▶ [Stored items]
* start *

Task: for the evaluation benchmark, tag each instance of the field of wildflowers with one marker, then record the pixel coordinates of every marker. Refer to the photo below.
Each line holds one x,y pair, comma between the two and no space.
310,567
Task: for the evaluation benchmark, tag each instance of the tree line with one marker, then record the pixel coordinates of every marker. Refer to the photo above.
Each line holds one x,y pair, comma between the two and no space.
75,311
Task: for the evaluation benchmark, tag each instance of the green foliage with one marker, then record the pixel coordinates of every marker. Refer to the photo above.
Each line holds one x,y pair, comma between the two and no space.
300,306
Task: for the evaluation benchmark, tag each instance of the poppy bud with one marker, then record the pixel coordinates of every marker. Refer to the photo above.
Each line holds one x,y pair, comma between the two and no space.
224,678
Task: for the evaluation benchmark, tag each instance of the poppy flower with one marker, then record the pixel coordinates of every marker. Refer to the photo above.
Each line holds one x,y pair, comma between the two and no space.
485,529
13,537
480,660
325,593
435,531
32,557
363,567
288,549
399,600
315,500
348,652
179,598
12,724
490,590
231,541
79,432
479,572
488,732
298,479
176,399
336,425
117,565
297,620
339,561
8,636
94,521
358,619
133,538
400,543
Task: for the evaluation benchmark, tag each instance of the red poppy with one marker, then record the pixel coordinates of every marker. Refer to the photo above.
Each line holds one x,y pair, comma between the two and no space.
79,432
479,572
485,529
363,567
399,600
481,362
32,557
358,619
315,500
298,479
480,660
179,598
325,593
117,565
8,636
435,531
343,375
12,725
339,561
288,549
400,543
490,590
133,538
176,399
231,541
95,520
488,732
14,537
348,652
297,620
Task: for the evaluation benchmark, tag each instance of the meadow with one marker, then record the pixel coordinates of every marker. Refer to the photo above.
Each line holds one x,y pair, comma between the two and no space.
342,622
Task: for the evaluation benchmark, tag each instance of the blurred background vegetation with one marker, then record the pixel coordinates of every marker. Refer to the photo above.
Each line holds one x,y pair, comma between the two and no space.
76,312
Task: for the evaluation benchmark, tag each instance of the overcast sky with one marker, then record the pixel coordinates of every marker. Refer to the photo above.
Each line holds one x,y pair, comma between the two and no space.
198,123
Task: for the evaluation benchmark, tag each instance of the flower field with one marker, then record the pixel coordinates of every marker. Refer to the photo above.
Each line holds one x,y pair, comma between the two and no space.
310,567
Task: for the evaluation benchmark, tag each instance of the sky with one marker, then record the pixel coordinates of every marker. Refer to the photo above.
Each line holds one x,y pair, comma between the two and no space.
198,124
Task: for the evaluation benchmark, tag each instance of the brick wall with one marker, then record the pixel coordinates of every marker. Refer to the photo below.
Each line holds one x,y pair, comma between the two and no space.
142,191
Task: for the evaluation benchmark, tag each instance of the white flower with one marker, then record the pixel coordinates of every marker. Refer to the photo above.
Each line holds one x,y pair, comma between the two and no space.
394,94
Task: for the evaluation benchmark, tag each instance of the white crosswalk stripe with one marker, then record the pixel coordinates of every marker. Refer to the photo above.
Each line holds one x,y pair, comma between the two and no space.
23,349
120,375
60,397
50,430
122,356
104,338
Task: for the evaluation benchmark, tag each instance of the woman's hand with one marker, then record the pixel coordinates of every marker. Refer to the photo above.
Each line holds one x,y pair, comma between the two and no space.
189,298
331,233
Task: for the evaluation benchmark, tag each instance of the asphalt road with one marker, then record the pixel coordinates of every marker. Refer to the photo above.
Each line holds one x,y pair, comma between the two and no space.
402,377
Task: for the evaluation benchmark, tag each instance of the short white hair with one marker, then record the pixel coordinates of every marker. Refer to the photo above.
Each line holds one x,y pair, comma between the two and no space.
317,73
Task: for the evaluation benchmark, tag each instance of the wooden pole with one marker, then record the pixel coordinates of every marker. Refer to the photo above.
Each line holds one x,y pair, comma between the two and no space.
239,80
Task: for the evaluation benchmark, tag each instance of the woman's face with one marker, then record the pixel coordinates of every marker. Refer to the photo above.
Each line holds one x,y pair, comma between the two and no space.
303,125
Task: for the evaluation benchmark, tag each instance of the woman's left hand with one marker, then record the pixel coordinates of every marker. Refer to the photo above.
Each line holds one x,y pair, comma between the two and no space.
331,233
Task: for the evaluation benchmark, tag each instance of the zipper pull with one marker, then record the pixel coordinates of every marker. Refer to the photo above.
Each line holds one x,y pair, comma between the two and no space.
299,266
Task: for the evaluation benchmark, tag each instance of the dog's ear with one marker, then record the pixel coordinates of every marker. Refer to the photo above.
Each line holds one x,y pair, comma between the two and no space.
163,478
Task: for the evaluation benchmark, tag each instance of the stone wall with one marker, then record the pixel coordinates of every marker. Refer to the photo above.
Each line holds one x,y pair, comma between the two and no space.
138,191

* end *

▶ [SHORT TASK]
Every entry must be quoted exactly as it appears above.

▶ [RESULT]
Task: for the evaluation benchmark, tag each instance of the field of wildflowers with one marker, then record the pixel coordinates of every marker. Refer to the photo below.
Each line holds one x,y pair, comma between the two and no space.
310,567
Task: for the evaluation benchmark, tag each instance of the tree line with one marker, then record the pixel coordinates of every marker. Refer to the photo above.
Each line holds one x,y pair, comma between the two and no space.
75,311
Task: for the evaluation benchmark, tag each instance of the green foliage with one marker, then record the pixel coordinates of every marker. Refer to the photo above.
Each line holds one x,y pair, comma between the two and no space.
300,306
Task: for the evaluation benchmark, tag each instance of the poppy bud with one marker, then record the pixel coordinates of every marker. Refer to the photo above.
Each line holds one x,y pair, comma between the two and no space.
224,678
Task: for the evaluation benchmark, tag each instance of the poppy flower with one marker, then record the pixel coordinates of every marker. Refer to the photo above.
Each line holds one x,y pair, comma between the two and no space.
485,529
13,537
480,660
325,593
435,531
32,557
363,567
288,549
399,600
315,500
348,652
179,598
12,724
490,590
231,541
79,432
479,572
488,732
298,479
176,399
336,425
117,565
297,620
339,561
8,636
94,521
358,619
133,538
400,543
Task: for the evaluation benchmark, tag each instance of the red poppy with one marker, then record the pixel coordinates of every marker. Refer to the photo above.
Each line holds one x,y pair, comma between the two and no space.
79,432
479,572
485,529
363,567
399,600
481,362
32,557
358,619
315,500
298,479
480,660
179,598
325,593
117,565
8,636
435,531
343,375
12,725
339,561
288,549
400,543
490,590
133,538
176,399
231,541
95,520
488,732
14,537
348,652
297,620
Task: for the evaluation benchmark, tag each instance of the meadow with one marker, then record the pixel coordinates of every marker. Refer to the photo above.
Each line holds one x,y pair, comma between the two and no space.
342,622
Task: for the evaluation benchmark, tag each instance of the blurred background vegetation with one marker, then record the pixel coordinates of every marker. Refer to the photo above.
Each line holds one x,y pair, comma between the two and no space.
76,312
Task: for the evaluation benchmark, tag each instance of the overcast sky with one marker, then record the pixel coordinates of every marker. Refer to the photo above.
Each line holds one x,y pair, comma between the two and no space.
198,123
Task: for the evaluation benchmark, tag each instance of the flower field with one marker, then record the pixel coordinates of every marker. Refer to the photo above.
Each line holds one x,y pair, comma between the two and no space.
310,567
Task: for the evaluation benchmark, tag each instance of the sky with one marker, then record the pixel coordinates of every marker. Refer to the photo above.
Each line holds one x,y pair, comma between the two and no space.
198,124
Task: for the evaluation benchmark, tag each instance of the brick wall with one marker, then record the pixel coordinates of every marker. Refer to the photo below.
Each line holds one x,y pair, comma between the two and no space.
142,191
Task: for the evaluation benchmark, tag each instance of the white flower with one marker, then record the pixel coordinates of every marker. Refer to the photo above.
Each line holds one x,y pair, comma between the two and no space.
394,94
Task: for the evaluation benchmark, tag each instance of the white crosswalk stripe with one marker, then record the pixel coordinates of every marker. Refer to the photo above.
Each line holds one x,y pair, comma between the two and no space.
23,349
120,375
60,397
50,430
122,356
104,338
Task: for the evaluation benchmark, tag each instance of the woman's hand with one marker, then record the pixel coordinates of every marker. Refer to the photo above.
Each line holds one x,y pair, comma between the two and no space.
189,298
331,233
Task: for the evaluation benchmark, tag each instance of the asphalt road with one marker, then record the pixel coordinates of every marker. Refer to the photo above.
Each line holds one x,y pair, comma between the two and no space.
402,377
Task: for the evaluation benchmark, tag each instance of the short white hair with one marker, then record the pixel coordinates of every marker. Refer to the photo above.
Each line holds one x,y pair, comma between the two and no space.
317,73
Task: for the evaluation benchmark, tag each instance of the wooden pole with one marker, then record the pixel coordinates of every marker. Refer to the photo above.
Each line holds one x,y pair, comma between the two and no space.
239,80
Task: for the evaluation benchmark, tag each instance of the woman's face with one marker, then record the pixel coordinates of every marker. Refer to the photo above.
Each line holds one x,y pair, comma between the two and no space.
303,125
Task: for the evaluation benchmark, tag each instance of the woman's left hand with one marker, then record the pixel coordinates of every marker. Refer to the photo above.
Each line holds one x,y pair, comma between the two and no space.
331,233
Task: for the evaluation benchmark, tag each instance of the zipper pull with one marker, then record the pixel coordinates of every marker. Refer to the photo above.
Each line holds one x,y pair, comma between the two and no space.
299,266
Task: for the evaluation benchmark, tag each instance of the dog's ear with one marker, then record the pixel coordinates of every marker. Refer to the photo above.
Each line holds one x,y pair, comma between the two and no space.
163,478
Task: for the evaluation benchmark, tag each instance of the stone wall with one marker, then record the pixel coordinates of every marker. Refer to the photo above.
Each line holds one x,y pair, comma between the two and no space.
138,191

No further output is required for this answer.